> **CONSIGNE A**
Recopiez mot pour mot l'intégralité du document source.

======== DOCUMENT SOURCE ========

Par courrier du 2 juin 2008, la société Yves ROCHER, rappelant que leurs relations contractuelles et commerciales devaient cesser au 30 juin 2008, à la suite de la dénonciation du non renouvellement du contrat de gérance du 7 juillet 2005, informait néanmoins Dominique LEHMANN prise en sa qualité de gérante de la SARL LEHMANN Dominique, qu'à compter du 1er Juillet 2008, leurs relations commerciales se poursuivraient dans le cadre d'un contrat à durée indéterminée, précisant que le contrat était soumis aux mêmes charges et conditions que le contrat à durée déterminée qui les liait, hormis la clause de durée.

Dominique LEHMANN et Roland LEHMANN signaient par acte sous seing privé du 1er juillet 2008 un nouvel engagement de caution solidaire de la SARL LEHMANN Dominique à hauteur chacun de 29.560 €,couvrant le principal, les intérêts et, le cas échéant, les pénalités ou intérêts de retard, ce pour la durée du contrat prenant effet au 1er juillet 2008 .

======== DONNÉES DE TRAVAIL ========

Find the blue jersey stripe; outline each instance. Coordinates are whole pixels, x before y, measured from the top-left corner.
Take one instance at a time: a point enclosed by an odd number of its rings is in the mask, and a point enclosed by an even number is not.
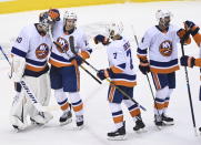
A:
[[[141,49],[138,48],[137,52],[138,52],[139,54],[147,54],[147,53],[148,53],[148,49],[141,50]]]
[[[113,75],[110,76],[111,79],[125,79],[125,80],[135,80],[137,75],[129,75],[123,73],[113,73]]]
[[[171,60],[169,62],[158,62],[158,61],[150,60],[150,65],[153,65],[153,66],[169,68],[175,64],[178,64],[178,59]]]
[[[33,65],[38,65],[38,66],[43,66],[47,63],[47,61],[38,62],[38,61],[30,60],[30,59],[26,59],[26,62],[33,64]]]
[[[60,55],[58,55],[58,54],[56,54],[56,53],[51,53],[51,55],[50,55],[51,58],[53,58],[53,59],[56,59],[56,60],[58,60],[58,61],[61,61],[61,62],[70,62],[69,60],[67,60],[67,59],[64,59],[63,56],[60,56]]]

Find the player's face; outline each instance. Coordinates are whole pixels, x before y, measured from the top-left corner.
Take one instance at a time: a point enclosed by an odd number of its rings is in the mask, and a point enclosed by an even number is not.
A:
[[[71,30],[76,27],[76,20],[74,19],[67,19],[66,20],[66,29]]]
[[[170,25],[170,17],[164,17],[164,18],[161,18],[160,19],[160,24],[163,27],[163,28],[168,28]]]

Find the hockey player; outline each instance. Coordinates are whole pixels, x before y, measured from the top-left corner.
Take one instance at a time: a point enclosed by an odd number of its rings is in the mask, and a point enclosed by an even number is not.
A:
[[[53,29],[53,40],[56,45],[50,55],[50,79],[51,87],[54,90],[54,96],[61,106],[63,114],[60,117],[60,124],[64,125],[72,121],[71,110],[68,99],[76,113],[76,122],[79,128],[83,126],[83,102],[80,97],[80,72],[79,65],[82,59],[88,59],[91,49],[88,48],[88,41],[83,31],[76,25],[77,14],[73,11],[66,11],[63,20],[59,21]],[[69,45],[69,37],[74,38],[76,53]],[[66,95],[68,92],[68,97]]]
[[[109,37],[101,34],[94,37],[94,42],[101,42],[108,52],[109,68],[99,70],[97,75],[101,80],[111,79],[111,84],[108,91],[108,101],[111,110],[115,131],[108,133],[109,139],[123,139],[125,136],[125,122],[123,121],[123,112],[121,103],[128,107],[132,120],[135,122],[134,131],[144,128],[139,105],[125,97],[117,86],[133,97],[133,87],[137,84],[135,73],[133,70],[131,46],[128,39],[122,37],[123,25],[121,22],[111,23],[108,28]]]
[[[185,27],[187,31],[190,31],[193,40],[195,41],[195,43],[200,48],[200,58],[194,59],[193,56],[184,55],[184,56],[181,56],[180,63],[183,66],[189,66],[189,68],[199,66],[199,68],[201,68],[201,33],[199,33],[200,28],[198,25],[195,25],[194,22],[192,22],[192,21],[185,21],[184,27]],[[201,101],[201,86],[200,86],[199,99]],[[201,127],[199,128],[199,131],[201,132]]]
[[[139,69],[143,74],[151,72],[155,85],[154,123],[158,126],[173,124],[173,118],[167,115],[170,95],[175,89],[175,71],[178,65],[177,43],[184,35],[184,29],[170,24],[171,12],[158,10],[158,25],[150,28],[143,35],[138,48]],[[185,43],[190,43],[190,38]],[[149,51],[149,58],[148,55]],[[148,60],[149,59],[149,60]]]
[[[49,13],[40,15],[40,22],[24,27],[17,38],[12,50],[12,80],[23,80],[33,92],[39,103],[43,106],[50,100],[50,80],[48,56],[52,46],[48,34],[53,20]],[[27,127],[27,116],[37,124],[46,124],[53,116],[48,112],[38,111],[26,91],[22,90],[19,97],[12,103],[11,124],[17,130]]]

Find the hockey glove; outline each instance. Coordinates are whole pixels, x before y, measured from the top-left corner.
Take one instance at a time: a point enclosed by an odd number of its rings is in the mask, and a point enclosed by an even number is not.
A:
[[[185,30],[188,30],[188,31],[190,30],[192,35],[195,35],[195,34],[198,33],[198,31],[200,30],[200,28],[197,27],[197,25],[194,24],[194,22],[189,21],[189,20],[184,21],[184,28],[185,28]]]
[[[142,59],[140,59],[139,70],[140,70],[144,75],[150,72],[150,66],[149,66],[148,60],[142,60]]]
[[[54,22],[60,21],[60,12],[58,9],[50,9],[48,14]]]
[[[78,65],[81,65],[82,62],[83,62],[83,59],[82,59],[80,55],[76,55],[76,56],[71,58],[69,61],[72,62],[73,60],[77,61],[77,64],[78,64]]]
[[[13,82],[20,82],[22,80],[24,69],[26,69],[26,59],[17,55],[12,56],[11,80]]]
[[[177,32],[177,34],[178,34],[178,37],[180,38],[180,40],[181,40],[181,42],[182,43],[190,43],[190,42],[188,42],[188,40],[189,41],[191,41],[190,40],[190,32],[187,32],[187,30],[184,30],[184,29],[180,29],[178,32]]]
[[[183,66],[193,68],[195,63],[195,59],[193,56],[184,55],[180,58],[180,63]]]
[[[100,80],[104,80],[107,77],[110,77],[112,74],[113,74],[113,72],[110,69],[107,69],[107,70],[99,70],[97,73],[97,76]]]
[[[101,35],[101,34],[98,34],[97,37],[94,37],[93,40],[96,44],[101,42],[103,45],[107,45],[109,43],[109,39],[107,39],[104,35]]]
[[[62,45],[61,43],[59,42],[53,42],[57,46],[57,50],[60,52],[60,53],[66,53],[68,50],[69,50],[69,45],[68,44],[64,44]]]

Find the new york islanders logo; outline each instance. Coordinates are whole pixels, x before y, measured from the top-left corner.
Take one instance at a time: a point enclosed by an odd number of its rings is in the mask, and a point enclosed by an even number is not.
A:
[[[46,43],[40,44],[36,50],[36,56],[39,60],[46,59],[49,54],[49,46]]]
[[[172,42],[169,40],[163,41],[159,46],[159,52],[163,56],[170,56],[172,54]]]
[[[66,39],[58,38],[56,48],[60,53],[64,53],[69,50],[69,43]]]

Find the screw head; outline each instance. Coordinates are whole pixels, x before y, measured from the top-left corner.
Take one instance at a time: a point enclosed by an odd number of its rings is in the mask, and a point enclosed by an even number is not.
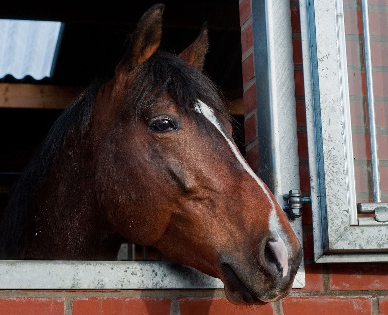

========

> **CONSIGNE B**
Reprenez les entrées à partir de la ligne contenant « Find the screw » jusqu'à la fin des entrées, en renommant « screw head » en « nail head » sans rien modifier d'autre. Laissez les images de côté.

> **RÉPONSE A**
Par courrier du 2 juin 2008, la société Yves ROCHER, rappelant que leurs relations contractuelles et commerciales devaient cesser au 30 juin 2008, à la suite de la dénonciation du non renouvellement du contrat de gérance du 7 juillet 2005, informait néanmoins Dominique LEHMANN prise en sa qualité de gérante de la SARL LEHMANN Dominique, qu'à compter du 1er Juillet 2008, leurs relations commerciales se poursuivraient dans le cadre d'un contrat à durée indéterminée, précisant que le contrat était soumis aux mêmes charges et conditions que le contrat à durée déterminée qui les liait, hormis la clause de durée.

Dominique LEHMANN et Roland LEHMANN signaient par acte sous seing privé du 1er juillet 2008 un nouvel engagement de caution solidaire de la SARL LEHMANN Dominique à hauteur chacun de 29.560 €,couvrant le principal, les intérêts et, le cas échéant, les pénalités ou intérêts de retard, ce pour la durée du contrat prenant effet au 1er juillet 2008 .

> **RÉPONSE B**
Find the nail head; outline each instance. Coordinates are whole pixels, x before y, measured from the top-left corner.
Take one instance at a time: a point enclosed by an odd number of its rings is in the mask, and a point enclosed by an even number is not.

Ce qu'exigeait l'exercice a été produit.